_Text shown_
Published: 14 July 2008



Surprisingly little is known about the frequency, stability, and correlates of school fear and truancy based on self-reported data of adolescents.


Self-reported school fear and truancy were studied in a total of N = 834 subjects of the community-based Zurich Adolescent Psychology and Psychopathology Study (ZAPPS) at two times with an average age of thirteen and sixteen years. Group definitions were based on two behavioural items of the Youth Self-Report (YSR). Comparisons included a control group without indicators of school fear or truancy. The three groups were compared across questionnaires measuring emotional and behavioural problems, life-events, self-related cognitions, perceived parental behaviour, and perceived school environment.


The frequency of self-reported school fear decreased over time (6.9 vs. 3.6%) whereas there was an increase in truancy (5.0 vs. 18.4%). Subjects with school fear displayed a pattern of associated internalizing problems and truants were characterized by associated delinquent behaviour. Among other associated psychosocial features, the distress coming from the perceived school environment in students with school fear is most noteworthy.


These findings from a community study show that school fear and truancy are frequent and display different developmental trajectories. Furthermore, previous results are corroborated which are based on smaller and selected clinical samples indicating that the two groups display distinct types of school-related behaviour.

(Photo-based referring expression data)
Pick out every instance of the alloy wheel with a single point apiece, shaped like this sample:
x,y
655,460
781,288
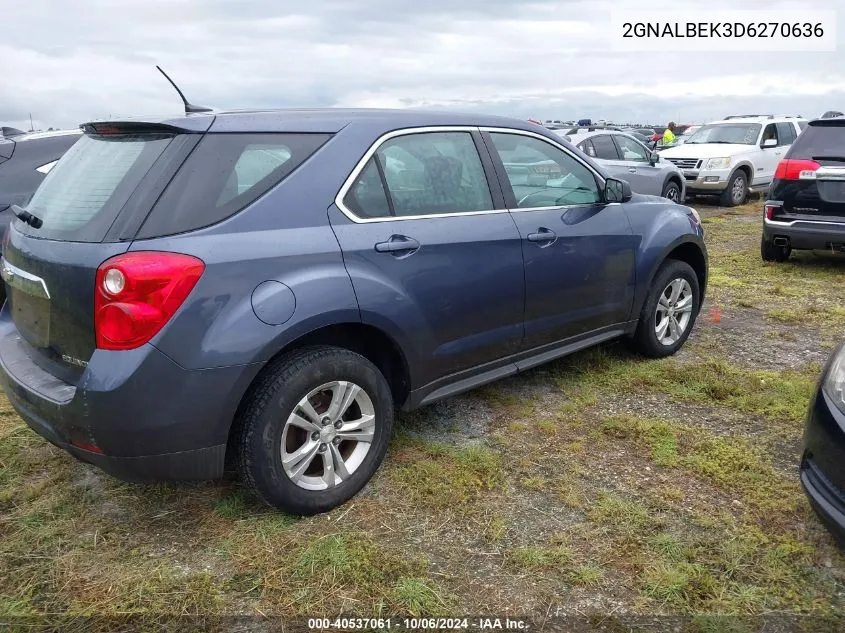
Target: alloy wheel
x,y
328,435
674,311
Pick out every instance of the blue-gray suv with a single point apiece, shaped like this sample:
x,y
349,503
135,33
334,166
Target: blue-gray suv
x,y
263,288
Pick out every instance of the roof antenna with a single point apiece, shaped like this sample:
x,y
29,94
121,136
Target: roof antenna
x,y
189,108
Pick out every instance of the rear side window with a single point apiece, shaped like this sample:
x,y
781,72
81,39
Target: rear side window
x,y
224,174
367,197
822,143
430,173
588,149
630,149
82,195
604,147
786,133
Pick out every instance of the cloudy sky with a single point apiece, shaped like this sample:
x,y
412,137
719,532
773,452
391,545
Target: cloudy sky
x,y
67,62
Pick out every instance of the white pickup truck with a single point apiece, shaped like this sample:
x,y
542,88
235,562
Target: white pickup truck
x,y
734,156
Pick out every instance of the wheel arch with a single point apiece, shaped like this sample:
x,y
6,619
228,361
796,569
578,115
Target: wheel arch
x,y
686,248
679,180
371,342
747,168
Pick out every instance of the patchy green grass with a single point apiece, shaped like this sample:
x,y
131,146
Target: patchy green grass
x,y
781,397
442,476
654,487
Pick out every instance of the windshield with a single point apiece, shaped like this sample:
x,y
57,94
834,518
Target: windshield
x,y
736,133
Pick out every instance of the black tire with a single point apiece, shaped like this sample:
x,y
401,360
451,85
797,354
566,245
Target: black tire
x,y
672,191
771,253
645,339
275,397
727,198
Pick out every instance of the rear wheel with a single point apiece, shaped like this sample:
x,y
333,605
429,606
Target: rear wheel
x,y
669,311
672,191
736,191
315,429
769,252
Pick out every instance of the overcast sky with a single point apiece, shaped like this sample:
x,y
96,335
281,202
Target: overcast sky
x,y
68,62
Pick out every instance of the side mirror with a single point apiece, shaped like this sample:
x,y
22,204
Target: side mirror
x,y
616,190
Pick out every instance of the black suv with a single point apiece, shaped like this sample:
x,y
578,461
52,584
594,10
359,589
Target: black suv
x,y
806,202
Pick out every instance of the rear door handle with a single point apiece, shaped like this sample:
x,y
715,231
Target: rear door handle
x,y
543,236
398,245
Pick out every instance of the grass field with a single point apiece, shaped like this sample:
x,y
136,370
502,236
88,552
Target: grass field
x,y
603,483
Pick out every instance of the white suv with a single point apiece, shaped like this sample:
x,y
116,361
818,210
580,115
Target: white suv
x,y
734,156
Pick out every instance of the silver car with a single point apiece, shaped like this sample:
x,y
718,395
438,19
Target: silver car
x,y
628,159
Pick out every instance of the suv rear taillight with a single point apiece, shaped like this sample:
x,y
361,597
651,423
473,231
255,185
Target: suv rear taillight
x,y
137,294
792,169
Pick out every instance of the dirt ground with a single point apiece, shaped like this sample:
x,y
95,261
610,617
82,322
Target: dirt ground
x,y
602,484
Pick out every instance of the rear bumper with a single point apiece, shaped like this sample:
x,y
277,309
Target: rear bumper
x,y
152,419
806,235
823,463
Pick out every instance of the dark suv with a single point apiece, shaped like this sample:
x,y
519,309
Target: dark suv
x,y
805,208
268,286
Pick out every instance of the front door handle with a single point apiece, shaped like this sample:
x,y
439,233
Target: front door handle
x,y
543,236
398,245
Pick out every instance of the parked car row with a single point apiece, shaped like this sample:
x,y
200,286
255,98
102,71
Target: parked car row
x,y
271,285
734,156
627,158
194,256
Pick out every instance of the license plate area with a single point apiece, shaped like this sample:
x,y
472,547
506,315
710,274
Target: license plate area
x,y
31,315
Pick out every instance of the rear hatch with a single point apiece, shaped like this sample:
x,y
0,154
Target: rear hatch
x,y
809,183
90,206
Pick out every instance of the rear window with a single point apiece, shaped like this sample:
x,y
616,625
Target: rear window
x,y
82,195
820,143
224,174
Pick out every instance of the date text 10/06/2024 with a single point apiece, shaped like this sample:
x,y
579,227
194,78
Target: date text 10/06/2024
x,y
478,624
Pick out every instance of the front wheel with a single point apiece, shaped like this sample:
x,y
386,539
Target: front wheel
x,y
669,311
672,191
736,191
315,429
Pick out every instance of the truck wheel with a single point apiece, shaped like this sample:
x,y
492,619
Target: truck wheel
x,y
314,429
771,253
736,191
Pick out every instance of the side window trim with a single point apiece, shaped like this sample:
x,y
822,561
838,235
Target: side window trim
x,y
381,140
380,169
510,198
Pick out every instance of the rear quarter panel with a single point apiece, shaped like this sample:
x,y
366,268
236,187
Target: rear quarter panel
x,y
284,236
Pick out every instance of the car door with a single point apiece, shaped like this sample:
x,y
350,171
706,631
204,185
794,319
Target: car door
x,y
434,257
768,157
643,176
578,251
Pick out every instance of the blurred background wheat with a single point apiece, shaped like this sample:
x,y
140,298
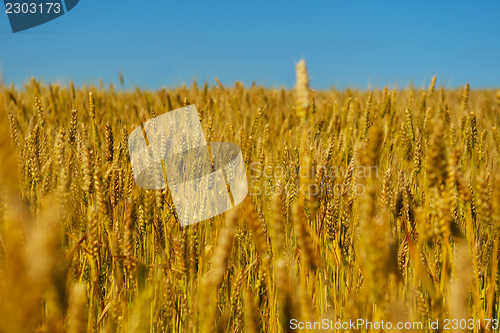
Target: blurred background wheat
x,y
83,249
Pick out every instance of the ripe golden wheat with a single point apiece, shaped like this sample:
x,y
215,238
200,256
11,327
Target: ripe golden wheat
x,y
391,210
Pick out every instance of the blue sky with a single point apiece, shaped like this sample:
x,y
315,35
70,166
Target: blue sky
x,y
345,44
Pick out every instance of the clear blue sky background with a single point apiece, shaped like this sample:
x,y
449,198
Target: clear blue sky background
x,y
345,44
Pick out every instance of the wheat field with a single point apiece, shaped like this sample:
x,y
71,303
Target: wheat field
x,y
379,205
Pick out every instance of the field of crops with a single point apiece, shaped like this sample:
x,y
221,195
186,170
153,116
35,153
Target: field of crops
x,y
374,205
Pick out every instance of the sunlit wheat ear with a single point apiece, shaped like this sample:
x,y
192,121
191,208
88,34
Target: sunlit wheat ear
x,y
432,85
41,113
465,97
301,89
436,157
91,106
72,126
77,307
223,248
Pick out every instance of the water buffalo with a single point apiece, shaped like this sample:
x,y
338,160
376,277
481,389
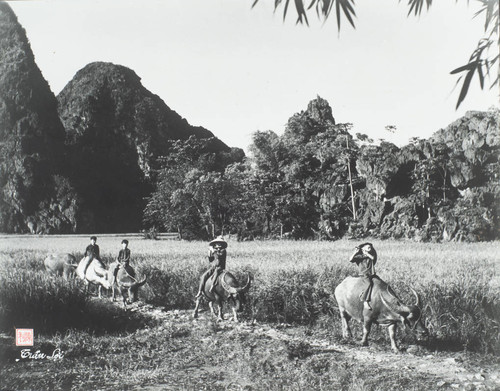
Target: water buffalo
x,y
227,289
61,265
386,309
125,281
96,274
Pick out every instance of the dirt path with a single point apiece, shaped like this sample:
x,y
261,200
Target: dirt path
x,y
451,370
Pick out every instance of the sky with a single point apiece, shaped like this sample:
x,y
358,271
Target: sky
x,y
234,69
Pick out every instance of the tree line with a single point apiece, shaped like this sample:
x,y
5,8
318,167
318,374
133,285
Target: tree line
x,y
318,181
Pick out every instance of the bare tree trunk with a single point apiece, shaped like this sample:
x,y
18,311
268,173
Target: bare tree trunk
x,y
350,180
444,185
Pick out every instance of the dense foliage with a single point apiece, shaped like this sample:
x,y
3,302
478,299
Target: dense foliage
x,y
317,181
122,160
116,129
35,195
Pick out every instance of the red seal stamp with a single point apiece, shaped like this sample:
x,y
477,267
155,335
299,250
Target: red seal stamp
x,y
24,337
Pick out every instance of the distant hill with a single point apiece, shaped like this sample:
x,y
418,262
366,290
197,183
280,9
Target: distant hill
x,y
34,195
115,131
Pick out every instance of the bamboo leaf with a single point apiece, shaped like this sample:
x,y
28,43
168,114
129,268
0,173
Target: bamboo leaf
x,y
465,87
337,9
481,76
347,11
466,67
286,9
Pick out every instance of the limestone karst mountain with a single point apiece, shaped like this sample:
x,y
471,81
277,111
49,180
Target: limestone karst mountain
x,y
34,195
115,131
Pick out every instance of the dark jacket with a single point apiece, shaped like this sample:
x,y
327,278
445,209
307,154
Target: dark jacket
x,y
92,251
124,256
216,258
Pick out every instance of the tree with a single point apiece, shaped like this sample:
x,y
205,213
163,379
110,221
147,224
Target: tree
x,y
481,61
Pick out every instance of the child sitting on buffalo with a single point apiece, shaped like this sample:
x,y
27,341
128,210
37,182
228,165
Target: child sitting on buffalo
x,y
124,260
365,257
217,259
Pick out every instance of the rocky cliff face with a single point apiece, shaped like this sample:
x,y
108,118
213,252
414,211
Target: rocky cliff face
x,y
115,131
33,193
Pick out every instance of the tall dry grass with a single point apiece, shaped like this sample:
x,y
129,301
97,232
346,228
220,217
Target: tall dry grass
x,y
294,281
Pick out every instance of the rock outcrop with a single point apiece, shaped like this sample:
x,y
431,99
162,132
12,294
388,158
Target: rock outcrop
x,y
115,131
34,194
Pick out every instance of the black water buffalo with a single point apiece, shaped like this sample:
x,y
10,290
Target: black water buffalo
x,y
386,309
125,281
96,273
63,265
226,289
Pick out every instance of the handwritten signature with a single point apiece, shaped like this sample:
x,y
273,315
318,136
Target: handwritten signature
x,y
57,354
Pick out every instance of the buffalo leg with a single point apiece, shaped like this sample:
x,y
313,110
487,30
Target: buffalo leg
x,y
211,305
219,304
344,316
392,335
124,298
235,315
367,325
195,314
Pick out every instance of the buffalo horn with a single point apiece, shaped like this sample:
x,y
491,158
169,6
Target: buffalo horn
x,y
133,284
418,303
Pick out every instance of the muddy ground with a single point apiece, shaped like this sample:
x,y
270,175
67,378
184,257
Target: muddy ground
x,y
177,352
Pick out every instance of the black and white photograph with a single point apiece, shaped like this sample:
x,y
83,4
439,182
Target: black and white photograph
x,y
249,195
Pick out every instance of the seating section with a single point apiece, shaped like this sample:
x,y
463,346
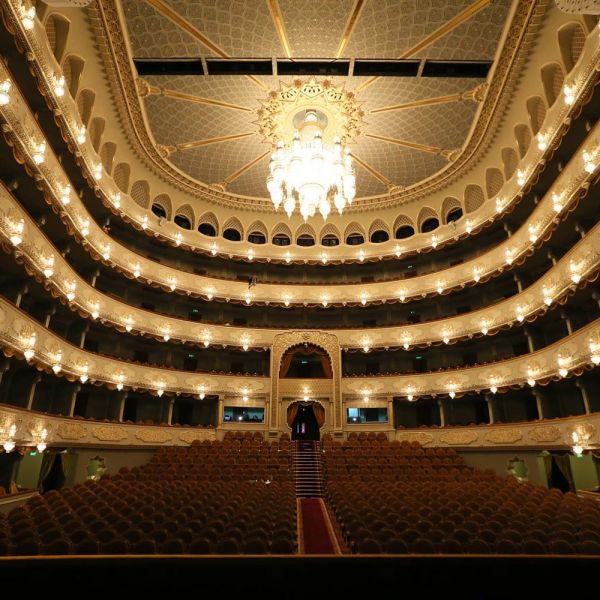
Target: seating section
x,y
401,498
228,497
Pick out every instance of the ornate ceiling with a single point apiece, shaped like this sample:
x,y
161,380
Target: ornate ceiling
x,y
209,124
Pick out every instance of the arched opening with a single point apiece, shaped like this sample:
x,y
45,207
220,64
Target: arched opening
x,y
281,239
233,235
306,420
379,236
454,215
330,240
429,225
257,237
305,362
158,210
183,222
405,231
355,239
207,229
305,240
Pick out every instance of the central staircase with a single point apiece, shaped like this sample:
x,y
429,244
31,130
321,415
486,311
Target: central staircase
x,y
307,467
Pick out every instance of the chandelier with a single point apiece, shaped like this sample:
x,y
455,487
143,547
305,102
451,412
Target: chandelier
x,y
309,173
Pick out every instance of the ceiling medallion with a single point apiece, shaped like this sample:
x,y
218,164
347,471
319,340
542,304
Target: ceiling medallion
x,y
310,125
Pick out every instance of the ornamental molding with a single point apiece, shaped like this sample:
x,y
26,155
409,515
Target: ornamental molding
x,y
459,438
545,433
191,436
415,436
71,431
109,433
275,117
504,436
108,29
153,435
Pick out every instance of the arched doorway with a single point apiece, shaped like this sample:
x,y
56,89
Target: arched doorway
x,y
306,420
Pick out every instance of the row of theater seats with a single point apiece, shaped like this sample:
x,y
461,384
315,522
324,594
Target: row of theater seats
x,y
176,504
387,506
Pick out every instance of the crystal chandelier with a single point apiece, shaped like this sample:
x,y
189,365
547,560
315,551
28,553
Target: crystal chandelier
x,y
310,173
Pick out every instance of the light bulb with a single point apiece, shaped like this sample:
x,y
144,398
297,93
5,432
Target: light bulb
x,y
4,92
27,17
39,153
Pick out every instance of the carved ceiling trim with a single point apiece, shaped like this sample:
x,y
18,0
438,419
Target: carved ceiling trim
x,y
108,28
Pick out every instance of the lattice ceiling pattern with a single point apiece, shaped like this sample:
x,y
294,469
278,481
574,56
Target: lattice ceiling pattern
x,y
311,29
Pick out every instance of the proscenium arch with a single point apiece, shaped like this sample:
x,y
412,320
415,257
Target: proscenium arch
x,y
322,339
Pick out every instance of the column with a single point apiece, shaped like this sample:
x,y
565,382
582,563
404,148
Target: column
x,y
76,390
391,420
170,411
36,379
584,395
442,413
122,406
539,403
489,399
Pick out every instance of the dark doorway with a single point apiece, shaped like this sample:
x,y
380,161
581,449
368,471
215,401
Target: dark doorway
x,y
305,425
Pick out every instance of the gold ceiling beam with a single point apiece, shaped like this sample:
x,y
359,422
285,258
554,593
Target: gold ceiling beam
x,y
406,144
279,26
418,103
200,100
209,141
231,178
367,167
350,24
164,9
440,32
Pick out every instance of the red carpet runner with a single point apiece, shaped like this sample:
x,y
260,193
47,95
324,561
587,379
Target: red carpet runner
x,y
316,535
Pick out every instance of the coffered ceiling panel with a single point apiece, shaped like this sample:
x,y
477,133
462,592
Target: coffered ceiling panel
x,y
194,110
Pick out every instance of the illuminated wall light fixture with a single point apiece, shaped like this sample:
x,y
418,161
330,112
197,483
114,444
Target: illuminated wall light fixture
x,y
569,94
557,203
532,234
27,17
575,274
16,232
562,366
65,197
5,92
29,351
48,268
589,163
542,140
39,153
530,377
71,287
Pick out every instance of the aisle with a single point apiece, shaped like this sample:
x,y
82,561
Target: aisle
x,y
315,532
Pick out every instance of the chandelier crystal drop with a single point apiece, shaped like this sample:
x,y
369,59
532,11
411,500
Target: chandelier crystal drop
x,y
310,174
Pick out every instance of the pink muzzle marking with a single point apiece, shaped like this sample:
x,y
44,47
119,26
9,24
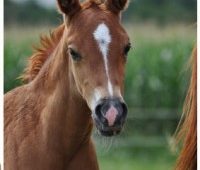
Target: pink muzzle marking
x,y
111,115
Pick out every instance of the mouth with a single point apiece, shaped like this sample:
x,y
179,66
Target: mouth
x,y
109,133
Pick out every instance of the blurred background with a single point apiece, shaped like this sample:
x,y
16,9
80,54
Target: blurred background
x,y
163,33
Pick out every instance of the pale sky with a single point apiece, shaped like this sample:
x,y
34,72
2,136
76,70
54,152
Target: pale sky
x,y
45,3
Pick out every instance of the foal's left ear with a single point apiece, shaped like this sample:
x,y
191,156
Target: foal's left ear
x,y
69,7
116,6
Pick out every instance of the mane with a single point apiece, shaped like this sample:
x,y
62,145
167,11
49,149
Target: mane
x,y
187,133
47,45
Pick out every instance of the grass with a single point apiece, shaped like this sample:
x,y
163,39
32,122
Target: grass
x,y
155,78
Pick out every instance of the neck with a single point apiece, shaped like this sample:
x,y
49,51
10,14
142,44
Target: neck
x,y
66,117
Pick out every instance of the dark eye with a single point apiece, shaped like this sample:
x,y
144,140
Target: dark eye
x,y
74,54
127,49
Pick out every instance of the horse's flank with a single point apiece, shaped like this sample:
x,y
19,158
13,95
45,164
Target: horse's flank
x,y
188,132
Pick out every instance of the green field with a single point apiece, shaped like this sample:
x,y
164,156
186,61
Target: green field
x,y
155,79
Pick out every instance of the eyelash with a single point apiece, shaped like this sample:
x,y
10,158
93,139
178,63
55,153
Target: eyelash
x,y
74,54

_What needs to be done_
Reproduce the passage of the school fear and truancy study summary word for word, starting with "The frequency of" and going on through "of school-related behaviour.".

_Answer_
The frequency of self-reported school fear decreased over time (6.9 vs. 3.6%) whereas there was an increase in truancy (5.0 vs. 18.4%). Subjects with school fear displayed a pattern of associated internalizing problems and truants were characterized by associated delinquent behaviour. Among other associated psychosocial features, the distress coming from the perceived school environment in students with school fear is most noteworthy.


These findings from a community study show that school fear and truancy are frequent and display different developmental trajectories. Furthermore, previous results are corroborated which are based on smaller and selected clinical samples indicating that the two groups display distinct types of school-related behaviour.